Dataset entries:
>>>

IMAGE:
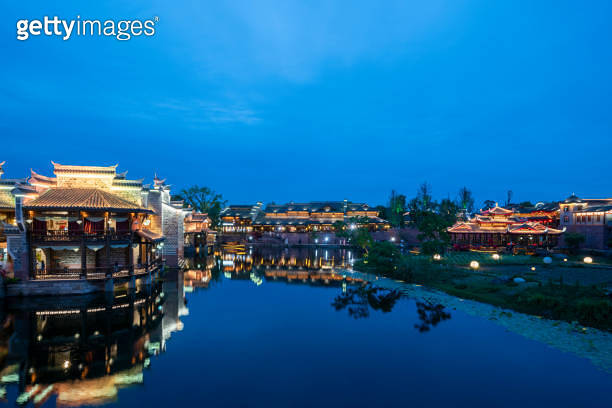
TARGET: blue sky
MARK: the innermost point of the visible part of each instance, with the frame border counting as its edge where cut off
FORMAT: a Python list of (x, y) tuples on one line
[(314, 100)]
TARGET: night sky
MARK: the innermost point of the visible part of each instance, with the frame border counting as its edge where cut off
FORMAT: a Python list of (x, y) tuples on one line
[(321, 100)]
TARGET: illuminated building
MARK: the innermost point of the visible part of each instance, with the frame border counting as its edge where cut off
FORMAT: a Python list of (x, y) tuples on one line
[(498, 227), (590, 217), (90, 223), (239, 218), (317, 217)]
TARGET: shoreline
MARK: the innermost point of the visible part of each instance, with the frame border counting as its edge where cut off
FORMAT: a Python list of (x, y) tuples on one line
[(590, 343)]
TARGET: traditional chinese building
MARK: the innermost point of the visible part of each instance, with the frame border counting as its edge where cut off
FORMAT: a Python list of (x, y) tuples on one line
[(313, 222), (90, 223), (543, 213), (498, 228), (198, 234), (590, 217), (318, 216), (239, 218)]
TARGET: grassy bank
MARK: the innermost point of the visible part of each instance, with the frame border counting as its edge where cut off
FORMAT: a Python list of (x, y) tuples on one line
[(553, 299)]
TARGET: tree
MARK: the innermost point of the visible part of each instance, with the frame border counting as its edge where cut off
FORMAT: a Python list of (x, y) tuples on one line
[(396, 210), (340, 229), (432, 220), (466, 200), (573, 241), (204, 200)]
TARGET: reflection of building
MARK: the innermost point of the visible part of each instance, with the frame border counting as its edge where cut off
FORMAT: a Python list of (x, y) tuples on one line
[(590, 217), (499, 228), (88, 222), (82, 351)]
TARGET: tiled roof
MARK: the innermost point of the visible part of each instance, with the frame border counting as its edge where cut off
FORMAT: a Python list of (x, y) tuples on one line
[(149, 235), (7, 201), (69, 169), (596, 208), (82, 198)]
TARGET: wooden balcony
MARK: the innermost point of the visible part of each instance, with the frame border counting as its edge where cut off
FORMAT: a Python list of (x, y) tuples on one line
[(98, 273), (77, 236)]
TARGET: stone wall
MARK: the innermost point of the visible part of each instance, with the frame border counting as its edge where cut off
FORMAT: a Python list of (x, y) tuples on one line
[(596, 235), (17, 247), (173, 230)]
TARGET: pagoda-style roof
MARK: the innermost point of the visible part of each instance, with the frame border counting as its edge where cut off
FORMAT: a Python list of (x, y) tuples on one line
[(76, 170), (497, 210), (82, 199), (7, 201), (596, 208), (532, 228), (573, 199)]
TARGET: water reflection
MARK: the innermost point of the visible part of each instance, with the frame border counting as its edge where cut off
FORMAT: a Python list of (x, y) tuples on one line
[(430, 314), (82, 350), (358, 301), (311, 266)]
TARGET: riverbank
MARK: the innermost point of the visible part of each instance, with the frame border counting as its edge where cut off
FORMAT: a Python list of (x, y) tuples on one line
[(518, 287), (593, 344)]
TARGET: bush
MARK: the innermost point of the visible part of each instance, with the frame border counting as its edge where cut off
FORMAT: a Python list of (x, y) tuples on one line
[(598, 312), (542, 301)]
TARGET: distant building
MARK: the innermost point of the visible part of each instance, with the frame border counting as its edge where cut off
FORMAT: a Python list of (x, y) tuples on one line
[(88, 223), (590, 217), (318, 216), (239, 218), (498, 228)]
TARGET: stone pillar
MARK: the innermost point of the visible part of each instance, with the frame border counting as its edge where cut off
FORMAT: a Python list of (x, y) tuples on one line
[(83, 258)]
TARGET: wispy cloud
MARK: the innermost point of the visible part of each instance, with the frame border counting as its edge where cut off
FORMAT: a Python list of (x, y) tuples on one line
[(196, 112)]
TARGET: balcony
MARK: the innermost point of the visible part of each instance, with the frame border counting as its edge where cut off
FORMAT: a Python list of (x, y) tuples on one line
[(97, 273), (78, 236)]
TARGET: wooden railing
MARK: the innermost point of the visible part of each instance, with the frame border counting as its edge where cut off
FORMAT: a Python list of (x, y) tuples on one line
[(97, 273), (58, 235)]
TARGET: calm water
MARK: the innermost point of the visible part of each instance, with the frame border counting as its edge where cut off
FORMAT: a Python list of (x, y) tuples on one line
[(277, 329)]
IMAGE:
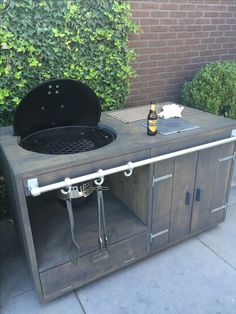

<<<

* **Try it**: Output the data exactly as it appears. The pictures do not belong in it.

* **Response to this task**:
IMAGE:
TARGET: blue sky
MARK: the innermost point of the visible part of each instance, with the frame border counting as its edge where cut off
FORMAT: a Python list of (x, y) tuples on one line
[(314, 100)]
TARGET: night sky
MARK: the innermost point of the visible part of each instance, with the frame border counting as its edge where cut off
FORMAT: a Python list of (x, y) tuples on one line
[(321, 100)]
TARGET: illuminated building
MARK: the innermost point of the visible part of each instance, with the frame border counting as its edge where cut off
FORMAT: a Python list of (x, y) tuples on one line
[(498, 227), (590, 217), (90, 223), (239, 218), (317, 217)]
TARGET: shoreline
MARK: the innermost point of the visible part of each instance, with the frame border counting as its edge where cut off
FORMAT: a Python list of (x, y) tuples on one line
[(590, 343)]
TARGET: traditional chinese building
MARK: the innermost point of the visible part of each instance, with the frame border counting as its edge where cut off
FORMAT: a Python list of (x, y) tuples on one line
[(313, 222), (90, 223), (543, 213), (498, 228), (198, 234), (590, 217), (318, 216), (239, 218)]
TARGET: grassy bank
MARK: the innermost point of the visible part of each instance, with the frame border counting as its edge where cut off
FORMAT: a Python list of (x, y) tuples on one line
[(553, 299)]
TARGET: tree
MARK: the innermost point of the visible part of each instance, with the frame border counting as its edge where cut off
FORMAT: a Python list of (x, y) tuples on one line
[(396, 210), (340, 229), (432, 220), (466, 200), (573, 241), (204, 200)]
TARGET: reflection of building
MARK: the innermost point of the visible part of each instance, with the frame border counting as its edge where cut off
FORMAT: a Python list of (x, y) tuples on one line
[(590, 217), (499, 228), (88, 222), (82, 351)]
TARGET: tiled roof
MARK: the innermost point of the visible part of each instance, with the frame border counting as its edge where cut off
FORMAT: a Python list of (x, y) tuples on one line
[(149, 235), (7, 201), (69, 169), (596, 208), (82, 198)]
TARGET: wooden balcony
MARK: the innermost point of the visible part of each instance, with the frame border counting as its edge where cut off
FORMAT: a Python list of (x, y) tuples on one line
[(98, 273), (77, 236)]
TARGET: stone wall
MARK: the innermost point of the visible part of each instance, with the frame border counting as its edge where cut off
FORMAT: a Python list of (x, y) tuples on one line
[(596, 235), (17, 247), (173, 230)]
TARGET: pagoda-style roof
MARK: the innermost point of the visible part of each instance, with the frame border counting as its edge where cut off
FORMAT: a Python list of (x, y) tuples on one line
[(76, 170), (497, 210), (82, 199), (7, 201), (596, 208), (532, 228), (573, 199)]
TARGET: water reflection
MARK: the innermost point of the visible part of each instance, with the frame border counting as its edge where cut off
FORMAT: a Python list of (x, y) tuples on one line
[(430, 314), (82, 350), (358, 301), (311, 266)]
TARGET: riverbank
MARK: the innermost point of the visible part of each instance, with the frame border counting as its edge where cut off
FORMAT: a Python list of (x, y) tuples on one line
[(518, 287), (593, 344)]
TARGET: bush
MARK: the innermost point of the visible part of each instance, with the frame border counting as its edge where cut off
FORMAT: a Python list of (x, y) tuples on one line
[(598, 312), (542, 301)]
TARGET: distant building
MARK: the innermost point of the visible part of each instance, with the frame border counting as its edge where cut off
FORMAT: a Python list of (x, y) tuples on one line
[(88, 223), (590, 217), (318, 216), (239, 218), (498, 228)]
TARGET: stone pillar
MARK: the innermost point of the visible part of each instance, with the frame border counting as its edge where cut off
FORMAT: a Python list of (x, y) tuples on one line
[(83, 258)]
TARGET: wispy cloud
MARK: the innermost point of the visible part of each instance, with the frame border counting as its edge where cut off
FORMAT: a Python list of (x, y) tuples on one line
[(196, 112)]
TARGET: balcony
MARK: the innermost point of the visible part of each instance, with the frame border counting as its edge where cut off
FORMAT: a Python list of (x, y) tuples on one line
[(97, 273), (78, 236)]
TARGET: wooden railing
MARK: the innermost point of the visible part of each instance, with the frame border counting as its edge where cut off
FORMAT: a Python list of (x, y) tuples on one line
[(97, 273), (58, 235)]
TARGET: calm water
MARK: the innermost point of the visible part of each instance, with the frame border counting as its edge where cut off
FORMAT: a Python list of (x, y) tuples on one line
[(277, 329)]
IMAGE:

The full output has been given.